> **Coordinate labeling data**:
= = = =

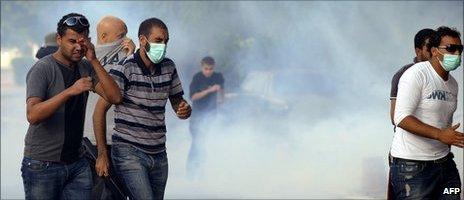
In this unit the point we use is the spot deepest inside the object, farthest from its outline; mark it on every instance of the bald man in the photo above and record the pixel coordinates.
(112, 47)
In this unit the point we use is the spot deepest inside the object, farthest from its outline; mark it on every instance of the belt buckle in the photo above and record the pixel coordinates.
(441, 160)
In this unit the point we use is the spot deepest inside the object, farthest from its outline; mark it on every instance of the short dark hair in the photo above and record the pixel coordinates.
(62, 27)
(441, 32)
(422, 36)
(148, 24)
(208, 60)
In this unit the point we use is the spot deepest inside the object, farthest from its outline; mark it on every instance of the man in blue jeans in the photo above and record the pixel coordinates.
(147, 80)
(421, 164)
(57, 88)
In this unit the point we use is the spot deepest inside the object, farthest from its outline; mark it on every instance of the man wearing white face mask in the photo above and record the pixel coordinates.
(421, 164)
(147, 79)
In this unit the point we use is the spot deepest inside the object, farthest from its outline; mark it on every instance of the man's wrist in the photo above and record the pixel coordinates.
(436, 134)
(102, 151)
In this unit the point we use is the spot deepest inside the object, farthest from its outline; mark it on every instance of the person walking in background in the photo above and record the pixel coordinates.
(206, 90)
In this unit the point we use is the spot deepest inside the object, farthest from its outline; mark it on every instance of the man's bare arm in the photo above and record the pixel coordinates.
(447, 135)
(99, 128)
(392, 110)
(38, 110)
(99, 124)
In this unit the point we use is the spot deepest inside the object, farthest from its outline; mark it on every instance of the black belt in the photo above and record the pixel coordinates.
(441, 160)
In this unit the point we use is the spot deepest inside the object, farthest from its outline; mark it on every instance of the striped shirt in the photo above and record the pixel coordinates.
(140, 119)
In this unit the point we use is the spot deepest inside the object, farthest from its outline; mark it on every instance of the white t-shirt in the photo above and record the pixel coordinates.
(114, 57)
(423, 94)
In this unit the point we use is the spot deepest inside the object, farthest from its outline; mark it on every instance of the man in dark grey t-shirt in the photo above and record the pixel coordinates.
(57, 90)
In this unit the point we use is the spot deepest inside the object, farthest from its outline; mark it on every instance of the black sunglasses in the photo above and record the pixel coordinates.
(452, 48)
(72, 21)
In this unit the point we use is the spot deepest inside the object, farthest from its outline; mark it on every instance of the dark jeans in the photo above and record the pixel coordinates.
(424, 179)
(51, 180)
(144, 175)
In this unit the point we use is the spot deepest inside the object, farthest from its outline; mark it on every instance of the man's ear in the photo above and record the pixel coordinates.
(418, 52)
(102, 36)
(58, 39)
(143, 42)
(434, 51)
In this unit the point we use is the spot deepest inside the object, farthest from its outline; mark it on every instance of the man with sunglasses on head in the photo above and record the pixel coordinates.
(53, 166)
(421, 162)
(421, 41)
(147, 80)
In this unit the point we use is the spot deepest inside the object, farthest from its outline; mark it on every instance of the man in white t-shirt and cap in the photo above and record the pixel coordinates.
(112, 47)
(421, 163)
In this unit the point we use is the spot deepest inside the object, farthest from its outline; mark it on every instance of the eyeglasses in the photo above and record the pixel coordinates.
(72, 21)
(452, 48)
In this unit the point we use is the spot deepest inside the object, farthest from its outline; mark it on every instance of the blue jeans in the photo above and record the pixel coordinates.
(144, 175)
(51, 180)
(424, 179)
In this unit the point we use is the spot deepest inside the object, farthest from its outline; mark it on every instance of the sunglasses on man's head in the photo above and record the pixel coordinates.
(72, 21)
(452, 48)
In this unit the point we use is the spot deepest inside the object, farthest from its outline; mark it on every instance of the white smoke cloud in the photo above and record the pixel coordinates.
(331, 62)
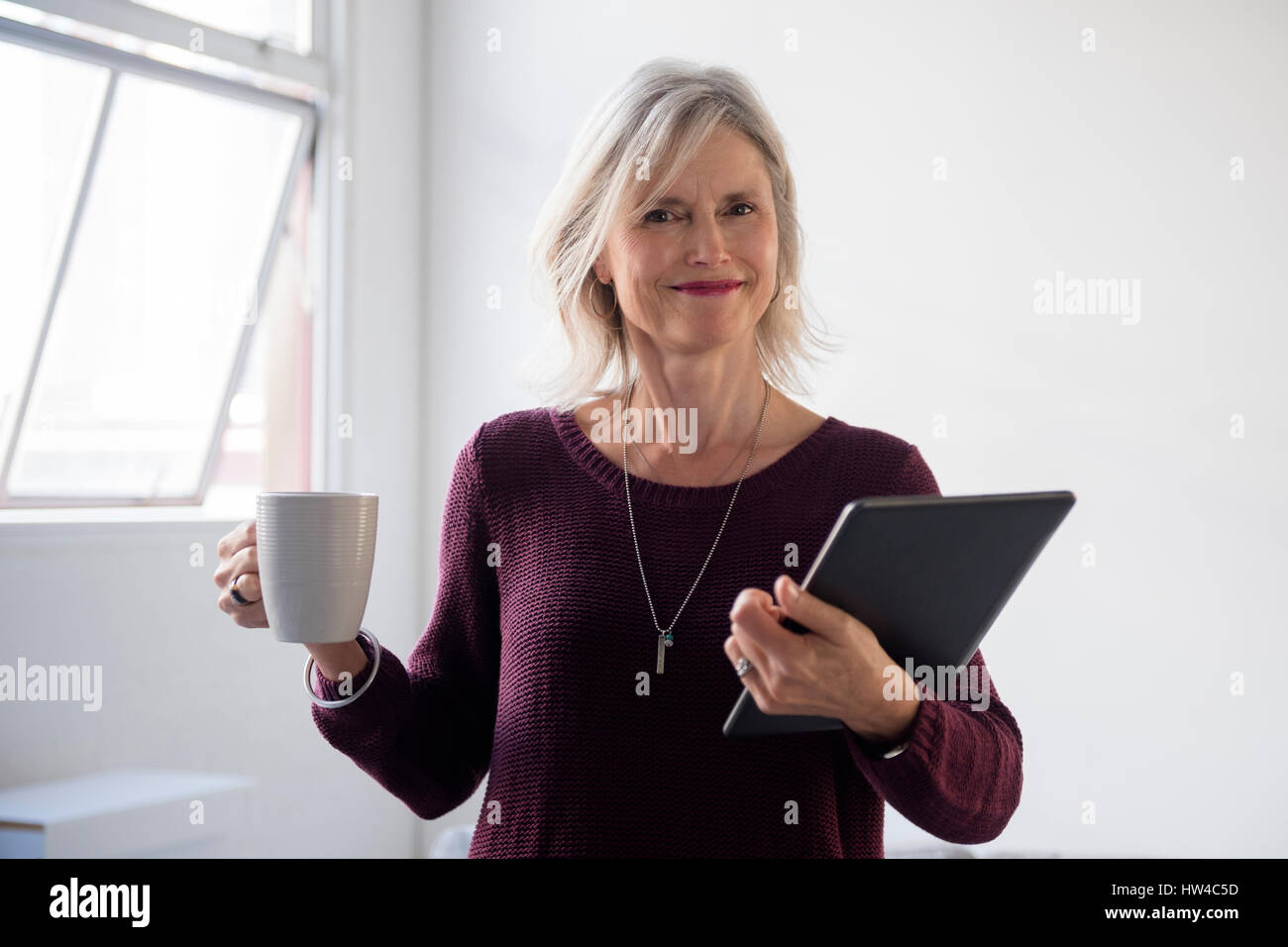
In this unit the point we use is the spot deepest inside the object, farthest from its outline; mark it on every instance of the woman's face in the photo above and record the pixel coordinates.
(715, 224)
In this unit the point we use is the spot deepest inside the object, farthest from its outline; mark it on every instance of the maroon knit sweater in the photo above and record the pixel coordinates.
(537, 667)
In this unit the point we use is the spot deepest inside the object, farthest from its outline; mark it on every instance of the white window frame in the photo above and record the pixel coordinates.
(125, 39)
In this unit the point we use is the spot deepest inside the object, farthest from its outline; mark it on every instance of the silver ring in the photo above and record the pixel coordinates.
(232, 590)
(343, 701)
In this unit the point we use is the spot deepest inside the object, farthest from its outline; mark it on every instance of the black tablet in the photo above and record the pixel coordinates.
(927, 574)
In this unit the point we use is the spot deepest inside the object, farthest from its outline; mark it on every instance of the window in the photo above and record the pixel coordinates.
(154, 266)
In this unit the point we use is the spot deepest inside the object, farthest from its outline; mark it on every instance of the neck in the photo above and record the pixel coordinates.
(715, 403)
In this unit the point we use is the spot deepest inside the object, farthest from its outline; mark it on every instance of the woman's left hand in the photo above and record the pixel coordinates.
(840, 671)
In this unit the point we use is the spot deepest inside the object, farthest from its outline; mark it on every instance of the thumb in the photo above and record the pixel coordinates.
(809, 609)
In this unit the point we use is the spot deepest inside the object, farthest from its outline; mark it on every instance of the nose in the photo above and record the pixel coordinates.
(706, 244)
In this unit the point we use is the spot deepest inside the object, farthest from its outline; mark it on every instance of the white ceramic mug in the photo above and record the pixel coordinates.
(316, 552)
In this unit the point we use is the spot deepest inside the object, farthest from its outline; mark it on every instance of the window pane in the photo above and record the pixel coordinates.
(48, 131)
(159, 289)
(282, 22)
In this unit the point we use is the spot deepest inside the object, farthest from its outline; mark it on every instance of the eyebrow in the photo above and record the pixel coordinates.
(734, 196)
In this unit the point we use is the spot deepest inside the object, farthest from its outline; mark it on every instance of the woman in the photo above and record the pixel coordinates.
(601, 603)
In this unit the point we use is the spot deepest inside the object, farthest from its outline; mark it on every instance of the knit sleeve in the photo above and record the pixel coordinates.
(961, 774)
(424, 731)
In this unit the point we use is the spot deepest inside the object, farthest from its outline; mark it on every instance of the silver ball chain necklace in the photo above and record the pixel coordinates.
(664, 634)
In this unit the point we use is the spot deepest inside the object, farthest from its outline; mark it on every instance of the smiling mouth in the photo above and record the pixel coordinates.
(716, 287)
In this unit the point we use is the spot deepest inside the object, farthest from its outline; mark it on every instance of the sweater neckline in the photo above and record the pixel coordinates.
(782, 472)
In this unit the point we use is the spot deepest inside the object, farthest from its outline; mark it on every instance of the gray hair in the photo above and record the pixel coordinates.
(666, 108)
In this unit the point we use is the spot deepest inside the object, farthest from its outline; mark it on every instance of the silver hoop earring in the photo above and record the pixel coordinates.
(595, 308)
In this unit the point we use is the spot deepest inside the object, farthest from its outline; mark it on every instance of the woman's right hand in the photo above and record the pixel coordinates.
(239, 560)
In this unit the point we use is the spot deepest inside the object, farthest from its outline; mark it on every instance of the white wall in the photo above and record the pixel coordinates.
(1107, 163)
(1104, 165)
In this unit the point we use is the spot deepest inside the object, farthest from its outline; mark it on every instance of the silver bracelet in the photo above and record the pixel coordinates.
(351, 698)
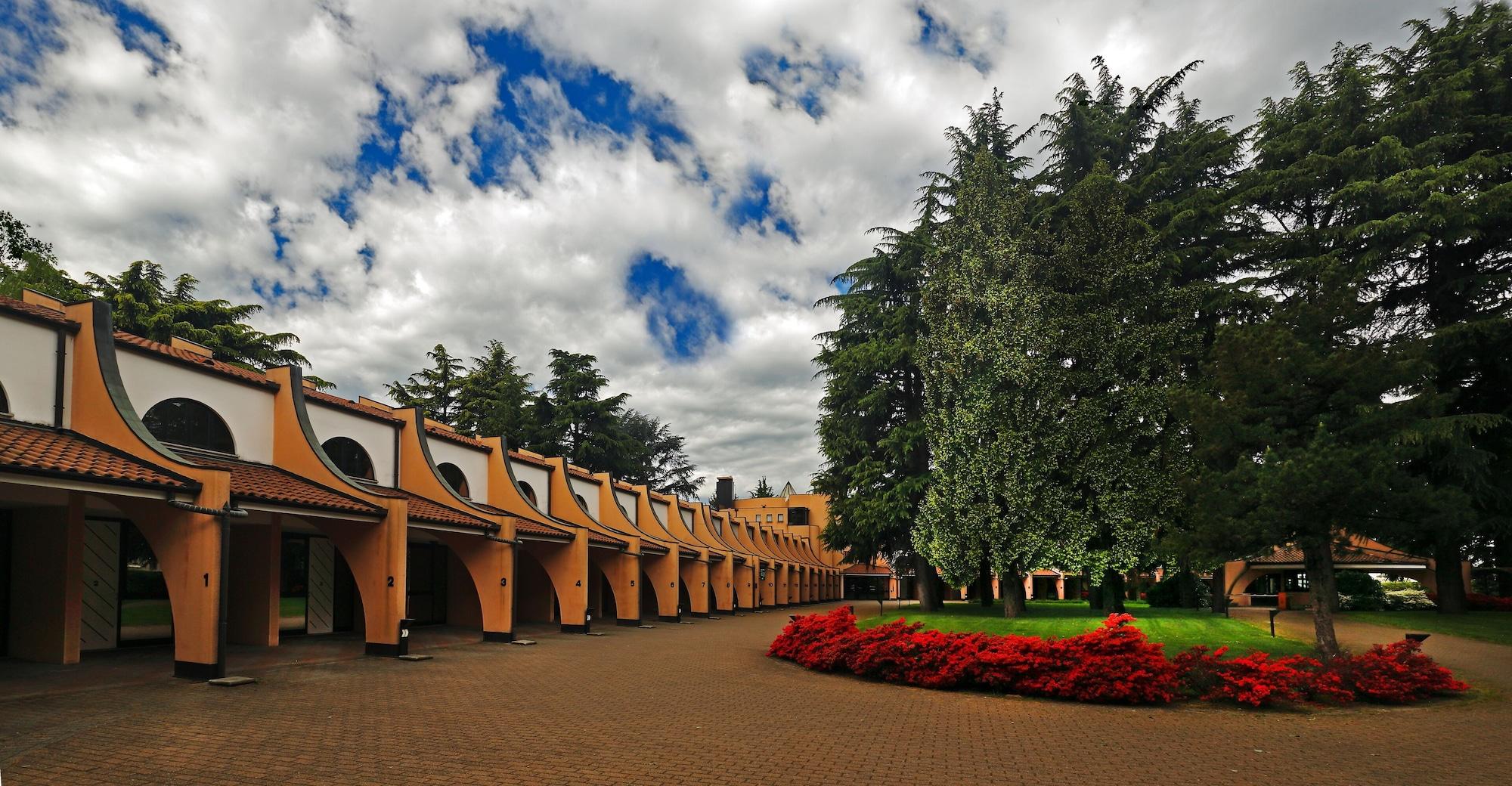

= = = =

> **TASK TO CARRY OUT**: Rewrite all of the records above with "photo above" replaced by "image above" wherever it occurs, leaving everything else unchanged. Omit the pictures from your answer.

> **EXERCISE ANSWER**:
In this unit the point we use is the spot deepest inside the object, farthest from its outline; mark it on every instance of the bald man in the image above and record the pixel coordinates.
(112, 47)
In this unit the point we use is the spot deepest inside the object, farthest from its outline; mark it on every instance of the belt buckle in the image above and record the pixel coordinates.
(441, 160)
In this unit the point we use is the spot deepest inside the object, farthest from its outline; mark it on every instance of the short dark hair in the image above and record the pixel coordinates.
(62, 27)
(441, 32)
(422, 36)
(148, 24)
(208, 60)
In this unit the point we use is the spot deepest inside the object, farthest from its outline; mark it on every instance of the man in blue jeans in the image above and record the pixel coordinates.
(147, 80)
(421, 164)
(57, 88)
In this unit the point we use is the spot deepest inside the object, farthest from its outline; mark it on every instance of the man wearing white face mask in the image above and record the pixel coordinates.
(421, 164)
(147, 79)
In this unit the point we use is the spot deepest inside the object, farthest from its outline; mark it on every instance of the man's wrist in the image above and record the pixel coordinates.
(436, 134)
(102, 151)
In this unit the point we use is the spot deepest inside the object, farthest from its outline; mark it on every instance of the person walking in background in the image above and record the pixel coordinates.
(206, 90)
In this unit the point we use is the spot deepest inside the object, farthest from its outline; mark it on every instance of the man's bare arm in the image above and record the pixel coordinates.
(447, 135)
(99, 128)
(392, 110)
(38, 110)
(99, 124)
In this unit the point we use is the spot deepest inside the object, farthest from its outline; mark it on every instance of the black belt in the image above and record the pixel coordinates.
(441, 160)
In this unit the point we use is the spot deepest inside the object, farthest from its outline; mark it on every instance of the striped shirt in the image above and record the pixel coordinates.
(140, 119)
In this unit the point we use is the spot deepest inside the object, farthest from its outline; mark it on every instance of the white t-shirt in the image above and record the pixel coordinates.
(114, 57)
(423, 94)
In this unit the point we use is the spot deepest inside the object, farthest from its outline; mark it on every instance of the man in dark grey t-shirt in the image above and record the pixel coordinates.
(57, 90)
In this unit the point we use is the spot deepest inside the object, farthest from its outline; mark it on every instance of the black sunglasses in the image above and record the pixel coordinates.
(452, 48)
(72, 21)
In this unit the point we use is the spot deepest inside the object, farthest from its outline; mark it on every instance of the dark jeans in the image above and record the pixel coordinates.
(424, 179)
(51, 180)
(144, 175)
In this unit the point we use is the spot deepest inside the object, farthest from its outline; mark it on every instance of the man's ear in the image above and record the pixel coordinates.
(418, 52)
(102, 36)
(58, 39)
(143, 42)
(434, 51)
In this unit the point we use is the spot deepest inside the object, farthest from its outline; mark it on every instance of the man with sunglasses on head in the image above and record the pixel coordinates.
(53, 166)
(421, 162)
(421, 41)
(147, 80)
In this unit the point we use is the spot deepest inside the object, farthest from its outline; mark it on every instance of the man in white t-shirt and cap in the image above and record the pixel coordinates.
(112, 47)
(421, 163)
In this unit the point we use is the spot deepest inside the object, farthest from its outline; mark it on every instance of the eyeglasses in the image above and record the pixel coordinates.
(72, 21)
(452, 48)
In this unit the point we use is the spot deepest inside the object, farthest from its outline; mark it on every instance of the blue jeans in the image above and record the pixel coordinates.
(144, 175)
(51, 180)
(424, 179)
In this unit the point we use is the spot deepest inside the object, farthest from its outline; mark it on every instance of the sunglasses on man's head in the image above and record the pixel coordinates.
(72, 21)
(452, 48)
In this unit the point we use is the spot deepest inside the object, farthest from its outline; mark it on every instance of the white smoke cloud in the image above and record the pixel coordinates.
(331, 62)
In this unit the point we use is the spot deepest inside the object, farthest from its outline; mark it on every instance of the woman's face in the image above and record the pixel coordinates.
(715, 224)
In this unit the point we use is the spot deepest inside the object, farthest from its outline; mark it on every instance of the maroon knit sweater in the image above and record the pixel coordinates.
(537, 667)
In this unit the point we use is the spot deepest inside the object, farthest from its outline; mark it on every instance of the white window frame in the image above and record the pixel coordinates.
(125, 39)
In this unit the point we use is the spot deepest inside the object, farthest from its outline; mark it on every instance of the silver ring in the image above and record the pixel coordinates.
(232, 590)
(343, 701)
In this unit the point we use is the spot deepest inside the object, farthest from its outline; mark it on every instance of the black tablet in the image above and record the pixel coordinates.
(927, 574)
In this unit the point we use is the spot deepest inside the object, farthest from its outline; mark it on every instance of the window in the image above and record the pixel coordinates.
(154, 266)
In this unit the point we use is the spot deepest inside the object, farthest from its outline; mark it on every instance of the neck in the image above and record the pixel coordinates.
(715, 403)
In this unit the point we use is the spot deepest inside the object, farthest from its outline; mark it on every instance of the woman's left hand in the image above and record the pixel coordinates.
(840, 671)
In this unit the point we use is the spot deepest inside the object, farthest from its outline; mark it on every instance of the thumb in the image above and record the pixel coordinates.
(809, 609)
In this unit the point we use is the spot deepest inside the object, farthest from its outline; mark it on every instance of the nose in the image above and record the pixel coordinates.
(706, 244)
In this unit the point we use is the spot deepest inside the object, farthest from its outline; mark it on every instance of the white ceramic mug in the image above and record the pixel coordinates.
(316, 552)
In this unit the point we use is the spot deepest inside the object, farthest from its outline; mark it on every instance of the window pane in the image above and record the pixel coordinates.
(48, 131)
(159, 289)
(282, 22)
In this unit the point we use is the spot deepest inside the object, farthest from its outline; mark it on every instance of the eyebrow in the image above and record the pixel coordinates.
(734, 196)
In this unit the point we use is the spot deepest inside the object, farthest from its outline; mark it on every instance of the woman in the image above and record the pixel coordinates.
(601, 603)
In this unit the point we use is the spot deepest inside the object, farthest from its outline; mark it on every instance of the knit sleeve in the image above and record the pixel coordinates.
(961, 774)
(424, 731)
In this unit the point we use is the spot deepest inside the object, farthest from its outline; mark it on every instance of the silver ball chain necklace in the image above and record the pixel coordinates.
(664, 634)
In this unit the point we use is the spot deepest inside the object, farthest from its outline; mark it on every instance of the smiling mouth in the image above and record the pixel coordinates.
(716, 287)
In this unit the point we use is the spot deepest inside the object, farthest from its outline; mark it on every instance of the sweater neckline in the image above and record the pixel coordinates.
(782, 472)
In this unit the point we use is the spot deepest inside the object, farthest from its outline; mark it on every instance of the gray hair in the image above and record the pixel coordinates.
(666, 108)
In this unit the point we use is the spot deepest inside the object, farthest from its outline; mark it on every instance of the silver hoop earring in the image above and record the pixel coordinates.
(595, 308)
In this unit the point we use is the spot deepest inside the object, farthest from its outline; mark it on every instance of the woman's right hand in the image above and record the pixel coordinates.
(239, 560)
In this unit the point we use is the spot deepest inside the object, farthest from its outline; mark it on every instance of the white wall in the image above and record the pixel coordinates.
(1107, 163)
(1104, 165)
In this unit the point we use is the spot deepest inside the object, farthest from its outline; mark it on every instance of the silver bracelet in the image above and record the pixel coordinates.
(351, 698)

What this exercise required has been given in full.